→ **Source extract**

Pornchai Kittiwongsakul/AFP/Getty Images
A Thai medic checks bodies for forensic identity in Phang Nga province in southern of Thailand on Jan. 11, 2005. Thousands of people were killed in Thailand after a massive tsunami struck on Dec. 26, 2004.
Human DNA is the ultimate fingerprint. A single hair can contain enough information to determine someone's identity — a feature that's been invaluable for identifying the unnamed casualties of natural disasters and war. But forensic scientists who use DNA say the technology isn't always available where it's most needed, like in poor countries, or in war zones like Syria.
The technology is often too expensive or too complicated, and where there are large numbers of unknown dead, you need far more than just DNA profiling equipment. You also need sophisticated computer programs to organize and match DNA samples from numerous family members, as well as experts to read the samples properly.
Alex John London, a medical ethicist at Carnegie Mellon University, says that while there are numerous groups that do DNA identification worldwide, and the process is often ad hoc and erratic.
It was largely the Indian Ocean tsunami that got forensic experts thinking. There were tens of thousands of unidentified bodies, and DNA experts flocked to Thailand to set up labs. Tom Parsons, a DNA expert with the International Commission on Missing Persons, says Thailand got the attention because western tourists died there. Their governments sent teams to find their bodies, but it didn't go well.
"All of the world's first-rate forensic teams took off to Thailand, where white people were killed," Parsons says, "with no centralized plan, pushing and pulling." Governments funded the effort because they wanted their citizens' remains back. But it was "really a mess," says Parsons. Different groups wouldn't share their technology, and even disagreed on how to do the DNA analysis. There was little coordination.

→ **Prompt 1**
Please extract the passage from the article on DNA identification of disaster victims starting at "Human DNA is" and ending at "hoc and erratic.".
→ **Prompt 2**
In the article on DNA identification of disaster victims, which organization is Tom Parsons a DNA expert with?

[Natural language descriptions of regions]
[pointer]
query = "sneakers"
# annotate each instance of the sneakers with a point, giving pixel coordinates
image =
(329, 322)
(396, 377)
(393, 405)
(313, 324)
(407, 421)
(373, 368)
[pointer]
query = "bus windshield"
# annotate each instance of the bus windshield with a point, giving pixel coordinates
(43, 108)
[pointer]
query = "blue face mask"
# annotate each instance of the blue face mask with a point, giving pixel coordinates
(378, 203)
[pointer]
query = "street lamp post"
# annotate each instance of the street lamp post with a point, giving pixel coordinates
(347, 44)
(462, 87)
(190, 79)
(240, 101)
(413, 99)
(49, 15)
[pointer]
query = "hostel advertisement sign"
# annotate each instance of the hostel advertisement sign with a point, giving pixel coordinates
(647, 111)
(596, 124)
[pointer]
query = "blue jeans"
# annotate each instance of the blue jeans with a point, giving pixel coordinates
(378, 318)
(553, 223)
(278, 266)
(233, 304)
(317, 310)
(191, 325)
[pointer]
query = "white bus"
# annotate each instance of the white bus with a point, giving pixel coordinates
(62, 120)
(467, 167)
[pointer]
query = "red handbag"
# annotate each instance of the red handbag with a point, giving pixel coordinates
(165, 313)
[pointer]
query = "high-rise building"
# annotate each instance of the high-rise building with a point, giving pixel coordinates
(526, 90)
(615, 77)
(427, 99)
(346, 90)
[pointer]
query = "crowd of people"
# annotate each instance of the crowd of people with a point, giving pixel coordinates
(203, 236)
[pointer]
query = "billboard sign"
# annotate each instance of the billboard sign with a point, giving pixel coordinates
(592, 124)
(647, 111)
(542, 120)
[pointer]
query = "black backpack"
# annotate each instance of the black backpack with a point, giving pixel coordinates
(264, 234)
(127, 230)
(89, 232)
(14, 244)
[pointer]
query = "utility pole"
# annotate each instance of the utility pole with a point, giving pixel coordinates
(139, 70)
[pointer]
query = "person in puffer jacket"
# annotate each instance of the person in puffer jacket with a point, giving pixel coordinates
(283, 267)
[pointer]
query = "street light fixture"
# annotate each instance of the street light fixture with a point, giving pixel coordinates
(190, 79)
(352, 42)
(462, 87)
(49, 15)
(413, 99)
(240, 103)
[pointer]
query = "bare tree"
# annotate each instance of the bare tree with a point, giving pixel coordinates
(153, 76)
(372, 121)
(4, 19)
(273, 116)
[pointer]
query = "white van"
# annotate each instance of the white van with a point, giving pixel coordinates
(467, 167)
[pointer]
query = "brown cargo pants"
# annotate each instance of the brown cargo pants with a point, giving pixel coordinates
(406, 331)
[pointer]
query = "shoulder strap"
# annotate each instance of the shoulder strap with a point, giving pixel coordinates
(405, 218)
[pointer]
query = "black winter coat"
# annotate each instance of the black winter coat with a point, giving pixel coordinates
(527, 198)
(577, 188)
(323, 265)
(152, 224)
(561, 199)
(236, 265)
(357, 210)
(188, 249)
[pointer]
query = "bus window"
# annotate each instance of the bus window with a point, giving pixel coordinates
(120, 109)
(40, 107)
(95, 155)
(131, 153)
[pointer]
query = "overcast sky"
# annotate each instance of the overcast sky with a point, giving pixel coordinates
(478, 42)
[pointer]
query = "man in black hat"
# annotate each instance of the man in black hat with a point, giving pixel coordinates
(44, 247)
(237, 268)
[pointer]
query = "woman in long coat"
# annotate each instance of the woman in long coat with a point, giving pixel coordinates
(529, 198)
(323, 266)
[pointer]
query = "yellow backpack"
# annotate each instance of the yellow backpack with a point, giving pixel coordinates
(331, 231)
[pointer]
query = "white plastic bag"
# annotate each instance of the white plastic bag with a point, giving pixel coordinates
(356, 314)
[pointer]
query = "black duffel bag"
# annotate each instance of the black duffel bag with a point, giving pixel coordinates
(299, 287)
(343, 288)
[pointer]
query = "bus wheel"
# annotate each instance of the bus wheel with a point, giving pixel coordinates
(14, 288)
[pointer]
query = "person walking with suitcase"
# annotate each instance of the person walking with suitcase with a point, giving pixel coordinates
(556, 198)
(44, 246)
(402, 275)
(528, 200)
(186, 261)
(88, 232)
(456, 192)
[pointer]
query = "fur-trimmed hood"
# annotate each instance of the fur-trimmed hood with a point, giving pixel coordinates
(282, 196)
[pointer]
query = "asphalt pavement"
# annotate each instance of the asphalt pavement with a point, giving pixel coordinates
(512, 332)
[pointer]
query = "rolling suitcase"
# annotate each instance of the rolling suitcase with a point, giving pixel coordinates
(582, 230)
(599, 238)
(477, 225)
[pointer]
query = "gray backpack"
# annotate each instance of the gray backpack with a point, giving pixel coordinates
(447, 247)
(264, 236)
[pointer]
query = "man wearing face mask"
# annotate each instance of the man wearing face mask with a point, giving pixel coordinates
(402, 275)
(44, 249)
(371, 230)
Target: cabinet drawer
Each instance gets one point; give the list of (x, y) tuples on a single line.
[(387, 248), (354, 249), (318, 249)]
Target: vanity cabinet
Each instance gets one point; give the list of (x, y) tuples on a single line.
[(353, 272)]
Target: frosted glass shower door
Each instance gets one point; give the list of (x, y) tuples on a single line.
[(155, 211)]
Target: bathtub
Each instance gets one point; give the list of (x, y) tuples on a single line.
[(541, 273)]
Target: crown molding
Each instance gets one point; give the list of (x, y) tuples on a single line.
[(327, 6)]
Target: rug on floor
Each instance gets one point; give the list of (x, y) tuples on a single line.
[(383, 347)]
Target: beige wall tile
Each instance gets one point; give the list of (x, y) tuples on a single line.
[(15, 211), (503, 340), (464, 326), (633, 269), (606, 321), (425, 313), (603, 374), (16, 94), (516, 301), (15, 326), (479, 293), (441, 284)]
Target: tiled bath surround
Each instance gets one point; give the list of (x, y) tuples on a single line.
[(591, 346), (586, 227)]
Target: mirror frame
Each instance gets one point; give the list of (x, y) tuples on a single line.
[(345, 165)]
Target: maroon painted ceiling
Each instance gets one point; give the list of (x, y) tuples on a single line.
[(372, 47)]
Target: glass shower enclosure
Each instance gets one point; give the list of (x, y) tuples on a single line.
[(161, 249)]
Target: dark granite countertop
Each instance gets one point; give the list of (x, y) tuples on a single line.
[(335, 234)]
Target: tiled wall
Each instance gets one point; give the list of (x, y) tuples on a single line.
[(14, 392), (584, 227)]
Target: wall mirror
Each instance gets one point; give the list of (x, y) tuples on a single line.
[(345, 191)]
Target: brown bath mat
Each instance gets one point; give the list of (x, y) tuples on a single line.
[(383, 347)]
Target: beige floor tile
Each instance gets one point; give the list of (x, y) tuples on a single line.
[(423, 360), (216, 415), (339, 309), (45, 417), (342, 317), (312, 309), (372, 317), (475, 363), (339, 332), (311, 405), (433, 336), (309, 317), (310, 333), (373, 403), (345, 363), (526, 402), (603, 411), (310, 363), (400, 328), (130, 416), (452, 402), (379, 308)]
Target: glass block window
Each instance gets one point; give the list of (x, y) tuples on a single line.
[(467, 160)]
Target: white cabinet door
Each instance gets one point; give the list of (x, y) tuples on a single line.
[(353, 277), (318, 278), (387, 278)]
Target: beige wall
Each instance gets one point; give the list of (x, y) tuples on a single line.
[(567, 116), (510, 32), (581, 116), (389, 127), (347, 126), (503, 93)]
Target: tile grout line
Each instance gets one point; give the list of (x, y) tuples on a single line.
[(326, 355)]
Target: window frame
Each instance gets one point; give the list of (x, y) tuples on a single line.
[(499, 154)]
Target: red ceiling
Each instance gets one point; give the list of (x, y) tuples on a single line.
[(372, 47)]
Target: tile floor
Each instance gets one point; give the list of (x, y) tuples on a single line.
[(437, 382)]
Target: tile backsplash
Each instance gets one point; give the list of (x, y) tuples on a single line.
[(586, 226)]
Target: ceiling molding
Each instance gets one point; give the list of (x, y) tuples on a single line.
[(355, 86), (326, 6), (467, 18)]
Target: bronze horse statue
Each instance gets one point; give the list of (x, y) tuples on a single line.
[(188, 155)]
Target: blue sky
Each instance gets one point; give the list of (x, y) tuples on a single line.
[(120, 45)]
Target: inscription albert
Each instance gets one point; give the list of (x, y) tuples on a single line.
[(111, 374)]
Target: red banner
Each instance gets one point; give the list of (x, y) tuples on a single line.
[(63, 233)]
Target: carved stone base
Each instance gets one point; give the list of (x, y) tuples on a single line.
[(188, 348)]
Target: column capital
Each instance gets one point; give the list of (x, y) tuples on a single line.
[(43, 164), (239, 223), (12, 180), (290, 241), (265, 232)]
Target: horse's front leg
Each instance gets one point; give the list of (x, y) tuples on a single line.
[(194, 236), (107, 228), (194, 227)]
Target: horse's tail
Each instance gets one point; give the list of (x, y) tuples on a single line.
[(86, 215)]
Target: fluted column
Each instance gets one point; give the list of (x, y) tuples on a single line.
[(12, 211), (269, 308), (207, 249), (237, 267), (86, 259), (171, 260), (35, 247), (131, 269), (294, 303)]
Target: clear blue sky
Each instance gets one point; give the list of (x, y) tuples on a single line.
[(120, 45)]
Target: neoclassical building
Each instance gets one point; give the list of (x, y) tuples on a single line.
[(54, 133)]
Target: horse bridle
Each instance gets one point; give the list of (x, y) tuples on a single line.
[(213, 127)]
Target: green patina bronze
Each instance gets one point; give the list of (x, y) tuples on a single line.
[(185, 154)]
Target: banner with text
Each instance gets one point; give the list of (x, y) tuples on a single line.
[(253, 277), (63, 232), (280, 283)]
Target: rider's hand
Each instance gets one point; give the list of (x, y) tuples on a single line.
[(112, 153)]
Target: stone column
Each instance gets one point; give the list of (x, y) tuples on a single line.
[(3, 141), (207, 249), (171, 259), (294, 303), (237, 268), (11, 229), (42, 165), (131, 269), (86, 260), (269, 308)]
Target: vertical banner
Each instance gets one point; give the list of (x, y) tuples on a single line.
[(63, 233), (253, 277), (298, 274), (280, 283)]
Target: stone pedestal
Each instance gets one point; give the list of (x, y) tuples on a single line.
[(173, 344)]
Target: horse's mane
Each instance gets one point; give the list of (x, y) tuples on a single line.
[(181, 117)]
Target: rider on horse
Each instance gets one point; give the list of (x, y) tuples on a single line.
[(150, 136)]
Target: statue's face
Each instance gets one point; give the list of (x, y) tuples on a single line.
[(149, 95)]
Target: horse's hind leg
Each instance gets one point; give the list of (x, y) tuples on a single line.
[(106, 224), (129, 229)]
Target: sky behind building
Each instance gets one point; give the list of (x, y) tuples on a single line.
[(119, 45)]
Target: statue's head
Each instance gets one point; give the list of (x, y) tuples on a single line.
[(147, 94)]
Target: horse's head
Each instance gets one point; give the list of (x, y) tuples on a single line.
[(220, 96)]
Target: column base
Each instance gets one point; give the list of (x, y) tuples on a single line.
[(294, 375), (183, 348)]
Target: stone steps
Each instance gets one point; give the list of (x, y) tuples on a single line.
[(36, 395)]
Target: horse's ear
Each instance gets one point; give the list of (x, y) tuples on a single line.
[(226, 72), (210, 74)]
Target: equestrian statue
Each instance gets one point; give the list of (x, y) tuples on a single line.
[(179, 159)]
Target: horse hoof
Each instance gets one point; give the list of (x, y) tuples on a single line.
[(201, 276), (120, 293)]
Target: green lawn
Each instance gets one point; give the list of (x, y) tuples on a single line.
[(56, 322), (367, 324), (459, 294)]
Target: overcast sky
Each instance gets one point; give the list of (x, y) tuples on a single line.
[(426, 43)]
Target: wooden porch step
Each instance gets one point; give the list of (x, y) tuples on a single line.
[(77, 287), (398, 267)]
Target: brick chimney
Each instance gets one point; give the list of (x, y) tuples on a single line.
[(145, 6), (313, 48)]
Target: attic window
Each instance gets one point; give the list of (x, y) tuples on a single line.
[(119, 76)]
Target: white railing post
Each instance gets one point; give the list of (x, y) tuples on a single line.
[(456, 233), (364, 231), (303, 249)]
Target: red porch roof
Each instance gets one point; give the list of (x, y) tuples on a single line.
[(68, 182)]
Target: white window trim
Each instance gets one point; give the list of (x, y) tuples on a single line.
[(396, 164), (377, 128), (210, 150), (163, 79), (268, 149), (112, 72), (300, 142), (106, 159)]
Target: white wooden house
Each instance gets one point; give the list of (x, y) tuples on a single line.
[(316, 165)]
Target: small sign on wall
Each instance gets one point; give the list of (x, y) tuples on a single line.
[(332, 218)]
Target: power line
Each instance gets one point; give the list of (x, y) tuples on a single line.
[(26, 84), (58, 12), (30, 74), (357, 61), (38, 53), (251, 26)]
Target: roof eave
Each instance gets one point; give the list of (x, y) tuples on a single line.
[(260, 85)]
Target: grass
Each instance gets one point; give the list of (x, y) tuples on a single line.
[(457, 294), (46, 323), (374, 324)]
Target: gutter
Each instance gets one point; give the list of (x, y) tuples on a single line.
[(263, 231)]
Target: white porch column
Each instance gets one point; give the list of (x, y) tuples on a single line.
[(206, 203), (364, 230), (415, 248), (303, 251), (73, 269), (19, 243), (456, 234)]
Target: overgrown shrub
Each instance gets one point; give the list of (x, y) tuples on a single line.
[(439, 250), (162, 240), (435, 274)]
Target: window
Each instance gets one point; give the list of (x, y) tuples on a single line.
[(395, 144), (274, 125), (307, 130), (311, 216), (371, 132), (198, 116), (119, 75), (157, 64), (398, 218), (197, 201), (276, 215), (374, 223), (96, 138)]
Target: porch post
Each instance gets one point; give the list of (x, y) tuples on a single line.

→ **Solution 1**
Human DNA is the ultimate fingerprint. A single hair can contain enough information to determine someone's identity — a feature that's been invaluable for identifying the unnamed casualties of natural disasters and war. But forensic scientists who use DNA say the technology isn't always available where it's most needed, like in poor countries, or in war zones like Syria.
The technology is often too expensive or too complicated, and where there are large numbers of unknown dead, you need far more than just DNA profiling equipment. You also need sophisticated computer programs to organize and match DNA samples from numerous family members, as well as experts to read the samples properly.
Alex John London, a medical ethicist at Carnegie Mellon University, says that while there are numerous groups that do DNA identification worldwide, and the process is often ad hoc and erratic.

→ **Solution 2**
The International Commission on Missing Persons.